(To do)
Recast the rows, from the start through the line containing "[38,334,55,359]", as a Markdown table with the columns Line No and Text, giving each line a row number, leaving out blank lines and leaving the pictures out of the answer.

##### Materials provided #####

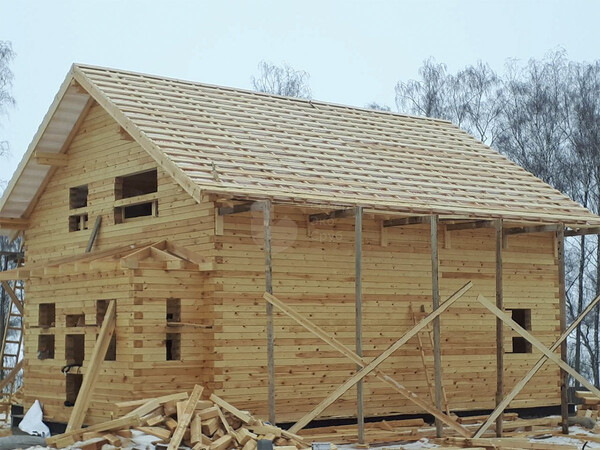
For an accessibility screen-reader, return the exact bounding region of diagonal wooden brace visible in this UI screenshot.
[477,295,600,398]
[264,282,473,437]
[473,295,600,438]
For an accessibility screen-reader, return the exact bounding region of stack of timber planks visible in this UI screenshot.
[46,385,310,450]
[575,391,600,420]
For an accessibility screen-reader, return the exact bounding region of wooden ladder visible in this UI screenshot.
[0,250,24,423]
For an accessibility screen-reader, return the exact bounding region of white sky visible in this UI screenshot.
[0,0,600,180]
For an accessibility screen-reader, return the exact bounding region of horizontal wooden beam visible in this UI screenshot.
[446,220,495,231]
[308,209,355,222]
[383,216,431,228]
[0,217,29,230]
[33,152,69,167]
[565,227,600,236]
[218,201,264,216]
[504,225,560,236]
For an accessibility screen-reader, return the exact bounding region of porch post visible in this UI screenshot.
[431,215,443,438]
[495,219,504,437]
[556,224,569,434]
[354,206,365,444]
[263,200,276,425]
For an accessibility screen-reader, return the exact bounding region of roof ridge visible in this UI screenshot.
[73,63,454,125]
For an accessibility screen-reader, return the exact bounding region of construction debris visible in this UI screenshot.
[46,385,310,450]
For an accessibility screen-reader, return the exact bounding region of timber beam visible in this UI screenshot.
[308,209,356,223]
[218,201,265,216]
[33,152,69,167]
[0,217,29,230]
[446,220,496,231]
[565,227,600,237]
[504,225,561,236]
[383,216,431,228]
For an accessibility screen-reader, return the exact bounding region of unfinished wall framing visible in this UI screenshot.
[0,66,600,423]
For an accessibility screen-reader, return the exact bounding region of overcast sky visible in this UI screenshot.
[0,0,600,180]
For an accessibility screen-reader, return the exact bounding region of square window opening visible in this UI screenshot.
[69,214,88,231]
[38,303,56,327]
[115,169,158,200]
[167,298,181,322]
[66,314,85,327]
[65,334,85,365]
[69,184,88,209]
[65,373,83,406]
[165,333,181,361]
[38,334,55,359]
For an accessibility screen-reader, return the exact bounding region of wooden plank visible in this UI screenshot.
[218,202,264,216]
[85,215,102,253]
[210,394,252,424]
[308,208,356,223]
[556,226,569,434]
[504,225,559,236]
[383,216,431,228]
[0,280,25,316]
[565,227,600,237]
[354,206,365,444]
[66,300,117,432]
[289,285,471,433]
[263,200,276,425]
[494,219,504,437]
[430,215,443,438]
[46,416,141,445]
[0,217,30,230]
[446,220,496,231]
[167,385,204,450]
[33,151,69,167]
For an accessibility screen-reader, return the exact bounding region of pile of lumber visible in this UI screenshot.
[46,385,310,450]
[575,391,600,420]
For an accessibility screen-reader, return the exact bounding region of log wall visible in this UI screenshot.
[214,206,559,421]
[19,101,559,423]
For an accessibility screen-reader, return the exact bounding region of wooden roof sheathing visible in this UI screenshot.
[0,65,600,226]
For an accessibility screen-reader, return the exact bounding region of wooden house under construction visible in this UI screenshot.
[0,65,600,436]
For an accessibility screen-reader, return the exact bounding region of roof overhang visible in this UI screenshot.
[0,70,91,225]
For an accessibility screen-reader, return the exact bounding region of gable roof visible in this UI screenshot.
[0,61,600,226]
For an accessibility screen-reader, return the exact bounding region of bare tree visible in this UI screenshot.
[395,58,449,119]
[252,61,311,99]
[0,41,15,155]
[497,55,570,192]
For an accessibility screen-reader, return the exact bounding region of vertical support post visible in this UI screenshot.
[495,219,504,437]
[431,215,443,438]
[556,224,569,434]
[263,200,276,425]
[354,206,365,444]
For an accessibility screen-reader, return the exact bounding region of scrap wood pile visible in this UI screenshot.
[46,385,310,450]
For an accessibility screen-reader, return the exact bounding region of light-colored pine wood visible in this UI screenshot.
[66,300,117,432]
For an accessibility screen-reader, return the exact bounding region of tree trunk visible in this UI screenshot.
[592,229,600,386]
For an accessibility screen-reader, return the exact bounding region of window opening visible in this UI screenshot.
[510,309,532,353]
[165,333,181,361]
[38,334,54,359]
[39,303,56,327]
[65,334,85,365]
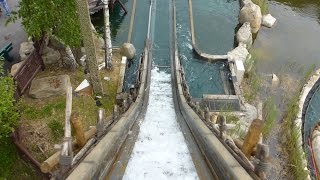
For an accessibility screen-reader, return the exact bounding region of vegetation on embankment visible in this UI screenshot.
[0,57,36,179]
[262,97,280,138]
[282,66,315,179]
[242,55,262,103]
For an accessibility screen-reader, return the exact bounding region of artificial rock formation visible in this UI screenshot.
[19,41,34,61]
[236,22,252,49]
[239,2,262,33]
[262,14,276,28]
[120,43,136,60]
[10,61,25,76]
[42,47,61,65]
[227,43,249,63]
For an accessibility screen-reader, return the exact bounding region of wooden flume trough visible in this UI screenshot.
[88,0,128,14]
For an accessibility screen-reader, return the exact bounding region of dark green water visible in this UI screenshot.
[176,0,227,98]
[251,0,320,179]
[192,0,240,55]
[251,0,320,72]
[92,0,150,90]
[91,0,133,46]
[124,0,150,90]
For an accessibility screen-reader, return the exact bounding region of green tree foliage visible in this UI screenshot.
[0,57,19,141]
[11,0,81,47]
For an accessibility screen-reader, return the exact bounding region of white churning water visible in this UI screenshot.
[123,68,199,180]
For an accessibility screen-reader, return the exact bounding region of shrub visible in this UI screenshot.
[0,59,19,139]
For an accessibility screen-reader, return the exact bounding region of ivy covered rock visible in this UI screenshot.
[19,41,34,61]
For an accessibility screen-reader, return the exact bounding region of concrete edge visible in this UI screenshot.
[294,69,320,179]
[172,0,252,180]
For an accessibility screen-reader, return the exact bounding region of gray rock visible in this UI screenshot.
[19,41,34,61]
[29,75,71,99]
[240,0,252,8]
[50,36,65,49]
[237,22,252,49]
[227,43,249,64]
[239,2,262,33]
[10,61,24,76]
[120,43,136,60]
[42,47,61,65]
[262,14,276,28]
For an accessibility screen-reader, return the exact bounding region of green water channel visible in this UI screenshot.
[92,0,150,90]
[176,0,239,98]
[192,0,240,55]
[251,0,320,179]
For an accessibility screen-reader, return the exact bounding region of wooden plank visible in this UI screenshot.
[241,119,263,158]
[71,113,87,148]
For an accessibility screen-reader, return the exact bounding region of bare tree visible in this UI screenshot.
[76,0,103,94]
[103,0,112,69]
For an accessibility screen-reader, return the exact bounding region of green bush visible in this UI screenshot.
[0,60,19,139]
[48,120,63,140]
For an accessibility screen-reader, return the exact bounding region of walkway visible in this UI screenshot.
[0,0,27,65]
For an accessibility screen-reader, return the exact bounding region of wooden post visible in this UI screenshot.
[255,144,269,180]
[103,0,112,70]
[204,107,210,122]
[71,113,87,148]
[241,119,263,158]
[59,86,73,175]
[113,105,119,120]
[40,127,97,173]
[97,108,106,138]
[218,115,227,140]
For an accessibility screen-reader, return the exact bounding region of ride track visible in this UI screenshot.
[67,0,258,180]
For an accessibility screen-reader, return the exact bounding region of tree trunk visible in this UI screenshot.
[76,0,103,94]
[241,119,263,158]
[103,0,112,69]
[65,45,78,71]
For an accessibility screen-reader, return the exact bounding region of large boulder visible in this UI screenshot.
[227,43,249,64]
[19,41,34,61]
[10,61,25,76]
[50,36,65,49]
[262,14,276,28]
[29,75,71,99]
[239,2,262,33]
[237,22,252,49]
[120,43,136,60]
[42,47,61,65]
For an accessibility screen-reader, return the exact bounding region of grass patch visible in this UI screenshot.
[0,138,39,179]
[48,120,63,140]
[252,0,269,15]
[282,66,315,179]
[20,97,66,119]
[262,97,280,137]
[243,57,262,103]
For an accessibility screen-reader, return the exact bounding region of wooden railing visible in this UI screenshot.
[14,50,44,97]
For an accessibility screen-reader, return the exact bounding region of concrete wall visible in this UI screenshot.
[294,69,320,179]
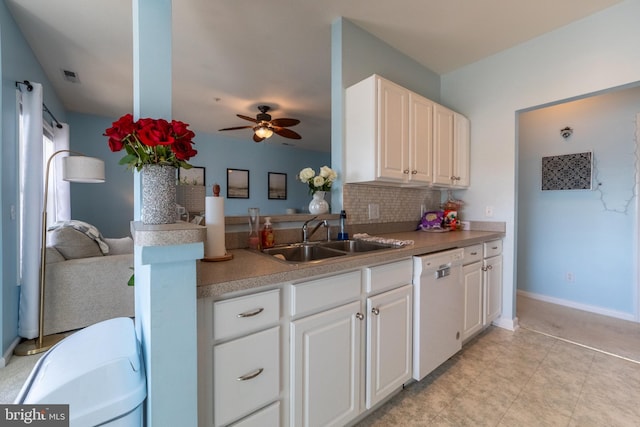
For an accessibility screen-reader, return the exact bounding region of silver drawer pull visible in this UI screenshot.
[238,307,264,317]
[237,368,264,381]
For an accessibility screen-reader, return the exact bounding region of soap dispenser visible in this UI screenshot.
[262,216,275,249]
[338,210,349,240]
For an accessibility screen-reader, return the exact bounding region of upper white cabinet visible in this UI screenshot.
[344,75,434,185]
[343,74,469,188]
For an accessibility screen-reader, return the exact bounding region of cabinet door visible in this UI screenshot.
[290,301,364,427]
[462,262,484,341]
[377,79,409,181]
[433,104,454,186]
[409,93,434,184]
[483,255,502,325]
[365,285,413,409]
[452,113,471,188]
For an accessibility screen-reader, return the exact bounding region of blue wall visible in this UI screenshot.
[331,18,440,212]
[517,87,640,320]
[0,2,65,354]
[68,113,331,237]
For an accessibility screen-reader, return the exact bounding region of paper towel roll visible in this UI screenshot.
[204,196,227,258]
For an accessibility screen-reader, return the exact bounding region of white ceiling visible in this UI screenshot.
[5,0,620,151]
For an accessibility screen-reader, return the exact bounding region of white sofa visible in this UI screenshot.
[44,222,134,335]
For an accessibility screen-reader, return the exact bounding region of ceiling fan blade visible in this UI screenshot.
[236,114,258,123]
[218,126,253,131]
[272,127,302,139]
[271,119,300,128]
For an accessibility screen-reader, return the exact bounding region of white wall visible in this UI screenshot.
[441,0,640,322]
[517,87,640,319]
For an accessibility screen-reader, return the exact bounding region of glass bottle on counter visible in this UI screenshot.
[248,208,260,250]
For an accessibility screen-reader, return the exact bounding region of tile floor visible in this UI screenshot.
[358,327,640,427]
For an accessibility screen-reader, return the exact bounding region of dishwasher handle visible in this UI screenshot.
[436,265,451,279]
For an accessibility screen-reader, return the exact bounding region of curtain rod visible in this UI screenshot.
[16,80,62,129]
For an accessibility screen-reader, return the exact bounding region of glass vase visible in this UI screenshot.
[309,191,329,215]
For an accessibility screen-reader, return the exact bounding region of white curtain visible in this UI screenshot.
[18,83,44,338]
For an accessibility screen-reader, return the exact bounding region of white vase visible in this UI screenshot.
[309,191,329,215]
[141,164,177,224]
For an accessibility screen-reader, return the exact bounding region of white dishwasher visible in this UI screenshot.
[413,249,464,381]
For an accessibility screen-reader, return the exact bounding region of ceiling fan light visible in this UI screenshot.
[255,126,273,139]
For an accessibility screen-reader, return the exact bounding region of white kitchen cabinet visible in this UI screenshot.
[433,104,455,186]
[290,301,364,427]
[344,75,435,185]
[482,240,502,325]
[365,284,413,409]
[462,245,484,341]
[198,289,282,427]
[451,113,471,188]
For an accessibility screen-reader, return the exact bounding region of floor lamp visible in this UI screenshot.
[14,150,104,356]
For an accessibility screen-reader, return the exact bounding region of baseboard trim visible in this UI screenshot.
[0,337,20,368]
[517,289,638,323]
[492,317,520,331]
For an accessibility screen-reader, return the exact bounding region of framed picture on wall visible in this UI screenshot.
[178,166,206,185]
[267,172,287,200]
[542,151,593,191]
[227,169,249,199]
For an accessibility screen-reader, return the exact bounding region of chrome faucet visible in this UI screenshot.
[302,216,331,243]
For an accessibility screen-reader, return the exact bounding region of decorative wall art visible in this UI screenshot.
[268,172,287,200]
[178,166,205,185]
[227,169,249,199]
[542,151,593,190]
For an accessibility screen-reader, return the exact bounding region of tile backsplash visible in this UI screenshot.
[342,184,441,224]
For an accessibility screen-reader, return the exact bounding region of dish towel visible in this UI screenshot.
[353,233,413,247]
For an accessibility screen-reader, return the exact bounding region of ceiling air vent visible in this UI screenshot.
[62,70,80,83]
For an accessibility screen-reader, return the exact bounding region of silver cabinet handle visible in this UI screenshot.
[237,368,264,381]
[238,307,264,317]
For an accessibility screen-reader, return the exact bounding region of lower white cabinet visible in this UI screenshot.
[290,301,364,427]
[462,261,485,341]
[213,326,280,426]
[482,255,502,325]
[365,285,413,409]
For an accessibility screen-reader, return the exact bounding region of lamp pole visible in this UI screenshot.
[13,150,104,356]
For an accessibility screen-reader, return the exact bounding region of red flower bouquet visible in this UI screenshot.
[103,114,198,171]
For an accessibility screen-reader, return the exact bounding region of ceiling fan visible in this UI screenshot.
[220,105,302,142]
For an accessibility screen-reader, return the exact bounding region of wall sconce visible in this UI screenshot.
[560,126,573,139]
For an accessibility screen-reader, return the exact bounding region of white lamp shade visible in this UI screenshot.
[62,156,104,183]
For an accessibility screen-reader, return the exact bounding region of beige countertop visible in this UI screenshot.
[197,231,504,298]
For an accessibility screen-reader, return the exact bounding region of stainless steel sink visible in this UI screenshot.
[262,243,346,263]
[262,240,393,264]
[320,240,393,252]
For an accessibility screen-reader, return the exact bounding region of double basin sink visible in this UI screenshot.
[262,240,394,264]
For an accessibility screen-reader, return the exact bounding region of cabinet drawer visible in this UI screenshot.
[213,327,280,426]
[291,270,361,316]
[213,289,280,340]
[463,244,483,265]
[484,240,502,258]
[365,259,413,293]
[231,402,280,427]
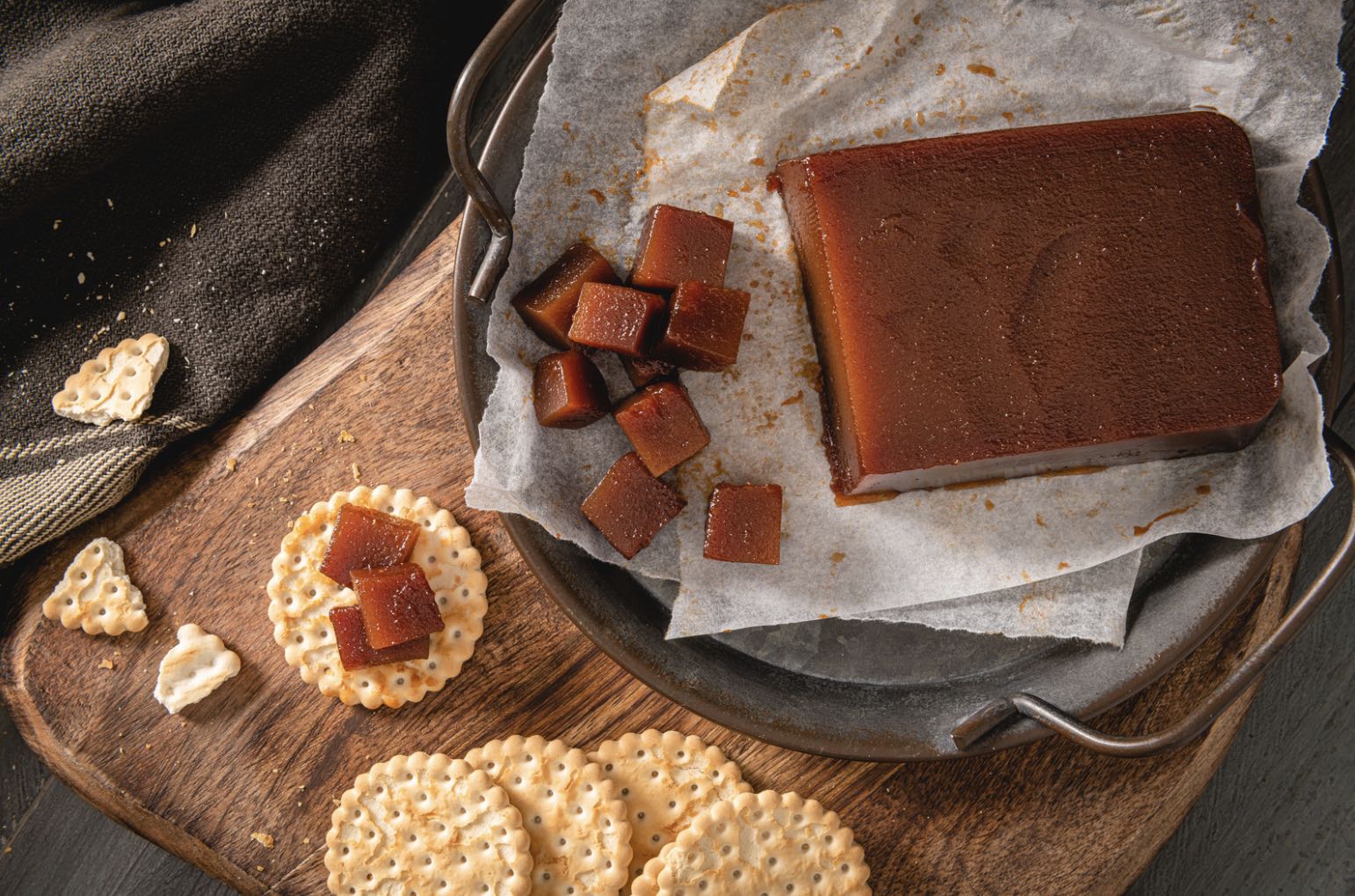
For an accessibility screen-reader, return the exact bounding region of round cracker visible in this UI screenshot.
[466,734,630,896]
[268,485,488,709]
[630,791,870,896]
[325,752,531,896]
[588,728,752,877]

#####

(Complete output)
| Line No | Text |
|---|---|
| 1 | For an accessibility screen-reader, return the exact bounding region of diagonal wooden brace visible in this UI screenshot. |
| 2 | [477,295,600,398] |
| 3 | [264,282,473,437] |
| 4 | [473,295,600,438] |
| 5 | For an accessibility screen-reader, return the exact bounding region of stack of timber planks visible in this UI screenshot. |
| 6 | [46,385,310,450] |
| 7 | [575,391,600,420] |
| 8 | For an accessibility screen-reader, return the exact bounding region of wooden ladder visible in this UI screenshot. |
| 9 | [0,250,24,423] |
| 10 | For an accessibility screen-reader, return the exact bounding region of white sky visible in this UI screenshot. |
| 11 | [0,0,600,180] |
| 12 | For an accessibility screen-reader, return the exact bounding region of horizontal wooden beam visible in this UI screenshot. |
| 13 | [446,220,495,231] |
| 14 | [308,209,355,222] |
| 15 | [383,216,431,228] |
| 16 | [0,217,29,230] |
| 17 | [33,152,69,167] |
| 18 | [565,227,600,236] |
| 19 | [218,201,264,216] |
| 20 | [504,225,560,236] |
| 21 | For an accessibility screen-reader, return the exact bounding region of porch post visible in this UI screenshot. |
| 22 | [431,215,443,438] |
| 23 | [495,219,504,437] |
| 24 | [556,224,569,434] |
| 25 | [354,206,365,444] |
| 26 | [263,200,276,425] |
| 27 | For an accessibility screen-reader, return the exact bounding region of roof ridge visible in this UI screenshot. |
| 28 | [73,63,454,125] |
| 29 | For an accessibility screen-reader, return the exact bounding region of construction debris visible in this UI screenshot. |
| 30 | [46,385,310,450] |
| 31 | For an accessibility screen-reader, return the exact bounding region of timber beam visible in this UI screenshot. |
| 32 | [308,209,356,223] |
| 33 | [218,201,265,216] |
| 34 | [33,152,69,167] |
| 35 | [0,217,29,230] |
| 36 | [446,220,496,231] |
| 37 | [565,227,600,237] |
| 38 | [504,225,561,236] |
| 39 | [383,216,431,228] |
| 40 | For an accessibility screen-reader, return the exact bounding region of unfinished wall framing visible in this UI screenshot. |
| 41 | [0,66,600,423] |
| 42 | For an accessibility screen-reader, return the exact bounding region of overcast sky visible in this UI screenshot. |
| 43 | [0,0,600,180] |
| 44 | For an accessibility screen-reader, return the exact bounding region of square window opening visible in this UI screenshot. |
| 45 | [69,214,88,231] |
| 46 | [38,303,56,327] |
| 47 | [115,169,158,200] |
| 48 | [167,298,181,322] |
| 49 | [66,314,85,327] |
| 50 | [65,334,85,365] |
| 51 | [69,184,88,209] |
| 52 | [65,373,83,406] |
| 53 | [165,333,181,361] |
| 54 | [38,334,55,359] |